### WORK TO COMPLETE
Starting from the line that holds "Could you point out the round", print each remaining line of the entries exactly, ending with the last.

### INFORMATION SHOWN
+ + + + + + +

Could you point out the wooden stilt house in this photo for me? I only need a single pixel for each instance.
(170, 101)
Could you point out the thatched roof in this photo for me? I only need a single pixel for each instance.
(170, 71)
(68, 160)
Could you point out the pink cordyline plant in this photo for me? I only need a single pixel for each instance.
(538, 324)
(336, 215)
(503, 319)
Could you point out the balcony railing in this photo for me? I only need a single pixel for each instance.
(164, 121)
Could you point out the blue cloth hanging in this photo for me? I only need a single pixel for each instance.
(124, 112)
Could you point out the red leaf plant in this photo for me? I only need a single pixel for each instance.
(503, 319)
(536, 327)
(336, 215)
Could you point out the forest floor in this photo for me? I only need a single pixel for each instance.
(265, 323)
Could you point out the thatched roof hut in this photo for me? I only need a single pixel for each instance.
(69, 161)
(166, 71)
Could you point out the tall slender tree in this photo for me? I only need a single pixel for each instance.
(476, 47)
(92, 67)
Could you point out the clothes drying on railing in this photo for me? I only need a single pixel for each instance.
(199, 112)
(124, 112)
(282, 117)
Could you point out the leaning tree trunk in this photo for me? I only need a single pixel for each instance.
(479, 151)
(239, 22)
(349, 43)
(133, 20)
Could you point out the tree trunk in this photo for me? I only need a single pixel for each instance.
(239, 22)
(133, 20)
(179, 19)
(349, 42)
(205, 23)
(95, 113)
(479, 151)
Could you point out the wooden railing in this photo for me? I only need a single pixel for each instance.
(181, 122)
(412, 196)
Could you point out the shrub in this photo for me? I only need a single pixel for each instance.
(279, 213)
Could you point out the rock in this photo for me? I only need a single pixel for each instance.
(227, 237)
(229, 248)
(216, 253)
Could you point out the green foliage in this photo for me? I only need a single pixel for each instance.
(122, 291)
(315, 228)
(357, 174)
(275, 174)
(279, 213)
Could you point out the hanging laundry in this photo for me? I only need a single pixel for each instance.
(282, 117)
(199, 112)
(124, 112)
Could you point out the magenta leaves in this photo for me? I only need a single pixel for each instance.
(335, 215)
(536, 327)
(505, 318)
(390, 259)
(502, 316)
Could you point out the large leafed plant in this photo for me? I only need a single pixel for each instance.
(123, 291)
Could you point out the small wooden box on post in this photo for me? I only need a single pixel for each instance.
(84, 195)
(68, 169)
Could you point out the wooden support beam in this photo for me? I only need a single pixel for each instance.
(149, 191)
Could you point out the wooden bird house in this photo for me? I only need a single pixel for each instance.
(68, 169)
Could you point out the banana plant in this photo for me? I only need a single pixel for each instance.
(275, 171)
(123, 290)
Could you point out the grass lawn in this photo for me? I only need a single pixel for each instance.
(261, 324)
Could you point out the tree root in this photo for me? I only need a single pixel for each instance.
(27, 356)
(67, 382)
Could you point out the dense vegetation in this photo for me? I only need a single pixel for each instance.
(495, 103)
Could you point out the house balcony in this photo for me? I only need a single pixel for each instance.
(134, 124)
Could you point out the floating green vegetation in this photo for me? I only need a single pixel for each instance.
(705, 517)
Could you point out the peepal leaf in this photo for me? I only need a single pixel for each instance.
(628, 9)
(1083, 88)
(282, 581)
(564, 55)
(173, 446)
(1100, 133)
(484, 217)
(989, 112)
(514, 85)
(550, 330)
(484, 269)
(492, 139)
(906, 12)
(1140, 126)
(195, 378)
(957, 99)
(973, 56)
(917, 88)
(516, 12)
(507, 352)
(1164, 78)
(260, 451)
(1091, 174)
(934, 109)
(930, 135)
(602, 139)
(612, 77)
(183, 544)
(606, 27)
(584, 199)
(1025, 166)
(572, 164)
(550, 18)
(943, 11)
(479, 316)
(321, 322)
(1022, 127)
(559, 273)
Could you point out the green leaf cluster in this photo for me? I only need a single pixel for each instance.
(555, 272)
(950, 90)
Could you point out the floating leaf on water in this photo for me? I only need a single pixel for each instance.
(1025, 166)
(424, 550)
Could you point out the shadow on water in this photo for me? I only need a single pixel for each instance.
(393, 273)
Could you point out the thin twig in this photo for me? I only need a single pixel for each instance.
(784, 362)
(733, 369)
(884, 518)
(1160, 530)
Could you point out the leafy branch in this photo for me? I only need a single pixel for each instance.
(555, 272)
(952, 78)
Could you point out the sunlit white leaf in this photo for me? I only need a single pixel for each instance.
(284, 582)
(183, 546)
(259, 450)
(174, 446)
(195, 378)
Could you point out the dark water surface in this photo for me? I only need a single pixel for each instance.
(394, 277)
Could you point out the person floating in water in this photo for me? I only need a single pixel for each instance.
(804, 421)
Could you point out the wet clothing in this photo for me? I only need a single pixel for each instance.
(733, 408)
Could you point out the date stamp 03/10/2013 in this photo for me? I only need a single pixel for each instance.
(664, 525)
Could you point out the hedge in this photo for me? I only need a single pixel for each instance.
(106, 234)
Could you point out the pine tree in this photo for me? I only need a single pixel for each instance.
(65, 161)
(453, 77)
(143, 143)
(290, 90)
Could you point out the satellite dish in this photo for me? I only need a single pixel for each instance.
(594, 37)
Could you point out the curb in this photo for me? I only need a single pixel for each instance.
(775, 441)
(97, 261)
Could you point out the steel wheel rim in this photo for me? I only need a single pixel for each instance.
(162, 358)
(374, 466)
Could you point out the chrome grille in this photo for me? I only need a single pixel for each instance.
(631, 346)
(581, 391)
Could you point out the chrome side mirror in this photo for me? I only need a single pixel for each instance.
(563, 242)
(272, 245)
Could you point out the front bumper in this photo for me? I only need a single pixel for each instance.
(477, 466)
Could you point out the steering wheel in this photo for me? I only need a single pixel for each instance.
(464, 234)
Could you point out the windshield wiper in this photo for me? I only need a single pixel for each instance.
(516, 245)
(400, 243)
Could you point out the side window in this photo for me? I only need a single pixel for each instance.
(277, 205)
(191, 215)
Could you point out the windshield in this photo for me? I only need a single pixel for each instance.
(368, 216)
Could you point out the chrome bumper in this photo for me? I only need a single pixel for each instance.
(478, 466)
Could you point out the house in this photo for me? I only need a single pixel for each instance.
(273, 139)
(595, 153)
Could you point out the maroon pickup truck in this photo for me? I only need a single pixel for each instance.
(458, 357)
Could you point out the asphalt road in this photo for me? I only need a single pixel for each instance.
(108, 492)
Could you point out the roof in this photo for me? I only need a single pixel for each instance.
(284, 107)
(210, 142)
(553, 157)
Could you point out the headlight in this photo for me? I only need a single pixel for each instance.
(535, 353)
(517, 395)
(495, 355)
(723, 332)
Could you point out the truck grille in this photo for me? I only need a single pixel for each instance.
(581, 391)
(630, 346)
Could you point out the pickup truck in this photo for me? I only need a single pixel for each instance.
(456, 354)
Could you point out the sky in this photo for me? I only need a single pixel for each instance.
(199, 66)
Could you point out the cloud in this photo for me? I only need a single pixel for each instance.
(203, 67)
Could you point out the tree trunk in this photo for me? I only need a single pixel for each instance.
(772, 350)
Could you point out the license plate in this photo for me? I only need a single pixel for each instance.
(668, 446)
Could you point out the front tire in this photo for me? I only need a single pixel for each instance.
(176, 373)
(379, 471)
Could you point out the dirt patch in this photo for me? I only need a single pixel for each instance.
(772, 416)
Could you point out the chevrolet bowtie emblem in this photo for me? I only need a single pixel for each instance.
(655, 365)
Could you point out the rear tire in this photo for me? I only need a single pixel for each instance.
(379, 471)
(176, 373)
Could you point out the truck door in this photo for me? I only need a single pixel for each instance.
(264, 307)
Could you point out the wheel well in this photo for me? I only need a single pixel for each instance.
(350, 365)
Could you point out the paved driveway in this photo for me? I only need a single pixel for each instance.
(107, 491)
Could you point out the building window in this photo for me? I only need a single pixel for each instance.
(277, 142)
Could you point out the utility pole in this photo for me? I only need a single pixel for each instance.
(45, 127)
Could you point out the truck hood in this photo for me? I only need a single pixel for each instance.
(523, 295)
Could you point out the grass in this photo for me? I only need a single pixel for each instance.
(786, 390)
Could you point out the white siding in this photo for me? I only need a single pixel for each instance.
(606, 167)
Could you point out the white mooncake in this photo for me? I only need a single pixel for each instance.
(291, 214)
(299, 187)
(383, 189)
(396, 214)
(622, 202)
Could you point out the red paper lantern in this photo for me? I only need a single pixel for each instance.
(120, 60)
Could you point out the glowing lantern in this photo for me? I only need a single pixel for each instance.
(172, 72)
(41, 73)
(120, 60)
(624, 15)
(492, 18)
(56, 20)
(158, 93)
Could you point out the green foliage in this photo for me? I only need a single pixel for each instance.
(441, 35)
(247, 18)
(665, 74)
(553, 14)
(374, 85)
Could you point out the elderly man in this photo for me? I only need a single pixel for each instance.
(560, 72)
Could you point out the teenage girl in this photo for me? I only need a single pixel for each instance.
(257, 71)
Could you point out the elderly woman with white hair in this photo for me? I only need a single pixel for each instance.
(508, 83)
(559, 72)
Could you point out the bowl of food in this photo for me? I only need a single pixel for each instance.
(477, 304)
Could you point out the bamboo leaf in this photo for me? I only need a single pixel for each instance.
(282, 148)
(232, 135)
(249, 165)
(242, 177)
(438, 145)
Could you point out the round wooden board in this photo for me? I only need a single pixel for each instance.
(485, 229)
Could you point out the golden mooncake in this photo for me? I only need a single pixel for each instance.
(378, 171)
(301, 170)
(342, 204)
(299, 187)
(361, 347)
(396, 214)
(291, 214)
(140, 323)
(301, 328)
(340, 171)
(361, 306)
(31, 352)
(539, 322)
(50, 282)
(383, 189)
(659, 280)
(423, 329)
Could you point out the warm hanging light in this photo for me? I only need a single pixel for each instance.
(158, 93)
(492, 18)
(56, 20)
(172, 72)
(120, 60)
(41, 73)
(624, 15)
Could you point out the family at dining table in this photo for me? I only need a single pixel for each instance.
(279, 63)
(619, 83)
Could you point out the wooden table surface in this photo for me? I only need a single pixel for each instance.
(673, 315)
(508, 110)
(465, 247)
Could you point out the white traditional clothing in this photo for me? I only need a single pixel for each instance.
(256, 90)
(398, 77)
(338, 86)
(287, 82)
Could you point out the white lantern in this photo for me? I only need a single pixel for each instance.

+ + + + + + +

### EXERCISE RESPONSE
Could you point out the round wooden board in this photo for me? I only need a single pixel for each instance.
(485, 229)
Could you point out the golden mooncake in this photo for me? I only need a single pixel for each instance.
(378, 171)
(301, 170)
(342, 204)
(299, 187)
(361, 347)
(396, 214)
(291, 214)
(140, 323)
(301, 328)
(340, 171)
(361, 306)
(31, 352)
(539, 322)
(50, 282)
(383, 189)
(659, 280)
(423, 329)
Could you point out the warm hanging light in this photo for me? I only need a single pixel for each instance.
(158, 93)
(492, 18)
(56, 20)
(172, 72)
(120, 60)
(41, 73)
(624, 15)
Could you point out the family at dining table in this photo for me? I only need a single pixel for each instance.
(279, 63)
(619, 83)
Could you point out the wooden table surface in this photo for me? I only need a single pixel for each instance.
(673, 315)
(508, 110)
(465, 247)
Could you point out the white traditional clothing in this photo for me? I only need a single pixel for each instance.
(256, 90)
(398, 77)
(338, 86)
(287, 82)
Could you point out the white lantern in this photo for me? I only need a single pixel for each instance.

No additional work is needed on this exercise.